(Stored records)
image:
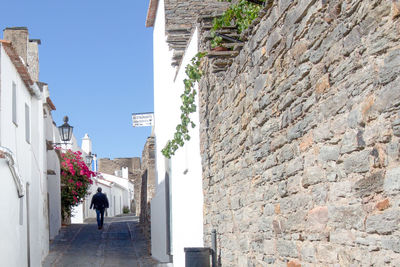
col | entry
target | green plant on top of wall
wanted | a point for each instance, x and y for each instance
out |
(194, 73)
(240, 15)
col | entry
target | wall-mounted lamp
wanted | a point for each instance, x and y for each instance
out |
(65, 130)
(89, 159)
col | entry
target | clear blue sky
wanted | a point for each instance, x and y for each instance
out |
(97, 58)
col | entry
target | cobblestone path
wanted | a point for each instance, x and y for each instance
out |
(119, 243)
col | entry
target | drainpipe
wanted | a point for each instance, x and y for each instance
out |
(6, 154)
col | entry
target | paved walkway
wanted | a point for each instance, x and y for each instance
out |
(119, 243)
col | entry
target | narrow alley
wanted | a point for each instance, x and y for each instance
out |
(119, 243)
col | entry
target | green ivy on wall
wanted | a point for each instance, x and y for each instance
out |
(240, 15)
(194, 73)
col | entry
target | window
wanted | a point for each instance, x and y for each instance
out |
(14, 103)
(27, 124)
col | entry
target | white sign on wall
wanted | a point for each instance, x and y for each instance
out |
(142, 119)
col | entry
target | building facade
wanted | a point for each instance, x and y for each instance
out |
(25, 164)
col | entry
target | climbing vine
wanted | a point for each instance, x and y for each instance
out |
(240, 15)
(76, 178)
(194, 73)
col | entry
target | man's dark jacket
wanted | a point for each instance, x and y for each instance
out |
(99, 201)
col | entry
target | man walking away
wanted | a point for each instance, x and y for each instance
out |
(99, 202)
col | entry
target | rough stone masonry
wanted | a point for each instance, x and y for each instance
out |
(300, 138)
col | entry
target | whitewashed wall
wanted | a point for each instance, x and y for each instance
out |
(186, 189)
(16, 219)
(163, 83)
(117, 190)
(53, 180)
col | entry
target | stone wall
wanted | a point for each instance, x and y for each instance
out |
(300, 138)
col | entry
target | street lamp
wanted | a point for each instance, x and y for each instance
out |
(65, 130)
(89, 159)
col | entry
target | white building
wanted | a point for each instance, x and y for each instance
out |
(24, 161)
(177, 207)
(119, 189)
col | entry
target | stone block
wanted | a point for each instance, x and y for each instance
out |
(286, 248)
(383, 223)
(293, 263)
(307, 252)
(334, 104)
(342, 237)
(286, 153)
(371, 184)
(329, 153)
(357, 162)
(346, 217)
(391, 243)
(391, 183)
(313, 175)
(294, 166)
(296, 222)
(383, 205)
(395, 8)
(340, 190)
(317, 219)
(322, 84)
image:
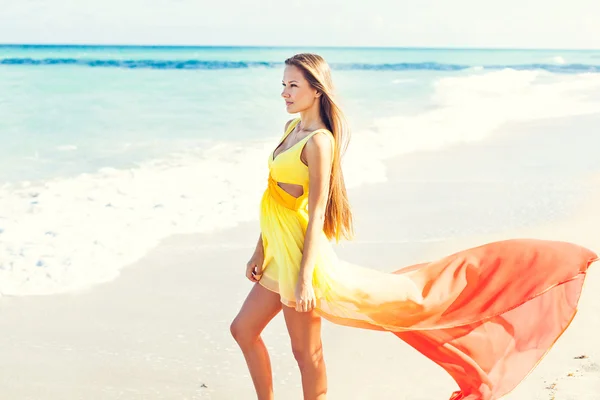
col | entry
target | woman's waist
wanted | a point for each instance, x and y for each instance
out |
(285, 199)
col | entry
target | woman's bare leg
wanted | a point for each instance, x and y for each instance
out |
(305, 334)
(260, 307)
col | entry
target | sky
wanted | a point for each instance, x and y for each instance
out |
(398, 23)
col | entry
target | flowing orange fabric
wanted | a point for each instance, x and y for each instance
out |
(487, 315)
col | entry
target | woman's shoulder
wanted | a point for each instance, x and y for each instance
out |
(287, 124)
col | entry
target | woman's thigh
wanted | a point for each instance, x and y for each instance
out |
(260, 306)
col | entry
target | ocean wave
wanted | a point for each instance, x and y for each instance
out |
(219, 65)
(69, 233)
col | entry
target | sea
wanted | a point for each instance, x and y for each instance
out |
(107, 150)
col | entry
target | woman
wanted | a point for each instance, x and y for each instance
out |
(487, 315)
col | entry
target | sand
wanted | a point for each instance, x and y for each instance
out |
(161, 329)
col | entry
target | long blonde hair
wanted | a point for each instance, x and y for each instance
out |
(338, 216)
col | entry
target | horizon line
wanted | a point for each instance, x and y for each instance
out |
(205, 46)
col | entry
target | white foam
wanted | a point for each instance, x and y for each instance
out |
(66, 147)
(67, 234)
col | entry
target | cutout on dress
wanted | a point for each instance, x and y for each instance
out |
(292, 189)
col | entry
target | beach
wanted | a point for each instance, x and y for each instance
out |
(160, 330)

• [WORK REQUIRED] Reproduce the entries above word for word. Pictures stay out.

• [COMPLETE OUTPUT]
image:
col | entry
target | green plant on top of wall
wanted | a point for each instance, x and y for each instance
out |
(194, 73)
(240, 15)
col | entry
target | wall-mounted lamp
wanted | a point for each instance, x and y for each instance
out |
(65, 130)
(89, 159)
col | entry
target | clear blue sky
wanted | a point for each instance, x and y for each instance
out |
(97, 58)
col | entry
target | cobblestone path
wanted | a point for each instance, x and y for each instance
out |
(119, 243)
col | entry
target | drainpipe
wanted | a point for each instance, x and y for each instance
out |
(6, 154)
col | entry
target | paved walkway
wanted | a point for each instance, x and y for each instance
out |
(119, 243)
col | entry
target | narrow alley
wanted | a point for each instance, x and y for each instance
out |
(119, 243)
col | entry
target | green ivy on wall
wanted | a point for each instance, x and y for each instance
out |
(240, 15)
(194, 73)
col | entry
target | window
wanted | a point for each instance, x and y for each instance
out |
(14, 103)
(27, 124)
col | entry
target | white sign on wall
wanted | a point for each instance, x and y for each instance
out |
(142, 119)
col | entry
target | building facade
wanted | a point for each instance, x and y for each instance
out |
(25, 164)
col | entry
target | climbing vine
wanted | a point for each instance, x and y for each instance
out |
(240, 15)
(76, 178)
(194, 73)
col | entry
target | man's dark jacket
wanted | a point for each instance, x and y for each instance
out |
(99, 201)
col | entry
target | man walking away
wanted | a point for each instance, x and y for each instance
out |
(99, 202)
col | entry
target | rough stone masonry
wanted | a point for each instance, x and y for each instance
out |
(300, 138)
col | entry
target | whitewashed wall
wanted | a point for each instance, x and y for each instance
out |
(186, 189)
(16, 219)
(163, 83)
(117, 190)
(53, 180)
col | entry
target | stone wall
wanted | a point for each instance, x and y for each instance
out |
(300, 138)
col | entry
target | street lamp
wanted | a point for each instance, x and y for each instance
out |
(65, 130)
(89, 159)
col | entry
target | white building
wanted | a point for each instance, x and y for each instance
out |
(24, 161)
(177, 207)
(119, 189)
col | entry
target | stone block
wanted | a point for each instance, x and y for each instance
out |
(286, 248)
(383, 223)
(293, 263)
(307, 252)
(334, 104)
(342, 237)
(286, 153)
(371, 184)
(329, 153)
(357, 162)
(346, 217)
(391, 243)
(391, 183)
(313, 175)
(294, 166)
(296, 222)
(383, 205)
(395, 8)
(340, 190)
(317, 219)
(322, 84)
image:
col | entry
target | woman's waist
wanted | a point for each instance, x and y for each instance
out |
(285, 199)
col | entry
target | woman's bare leg
wanted | a point for each instance, x and y for each instance
out |
(305, 334)
(260, 307)
col | entry
target | sky
wanted | a point for each instance, x and y for each instance
out |
(398, 23)
col | entry
target | flowing orange fabric
wanted | a point for each instance, x and y for each instance
out |
(487, 315)
col | entry
target | woman's shoulder
wanted | a point for each instance, x and y for each instance
out |
(287, 124)
col | entry
target | woman's thigh
wanted | a point for each instance, x and y for each instance
out |
(260, 306)
col | entry
target | ocean wave
wanted | a point for each instance, x and y for each instance
out |
(219, 65)
(69, 233)
col | entry
target | sea
wanted | a point for each instance, x and y for each instance
out |
(107, 150)
col | entry
target | woman
wanted | a point for each instance, x and y for each instance
out |
(487, 315)
col | entry
target | sand
wanted | a point for each instance, x and y for each instance
out |
(161, 329)
col | entry
target | long blonde hair
wanted | a point for each instance, x and y for each instance
out |
(338, 216)
col | entry
target | horizon line
wanted | a point for each instance, x and y for each instance
out |
(205, 46)
col | entry
target | white foam
wanted | a point for each instance, x and y for each instance
out |
(66, 147)
(67, 234)
col | entry
target | cutout on dress
wanted | a point for each instance, x and y for each instance
out |
(292, 189)
col | entry
target | beach
wanted | a point for each instance, x and y for each instance
out |
(160, 330)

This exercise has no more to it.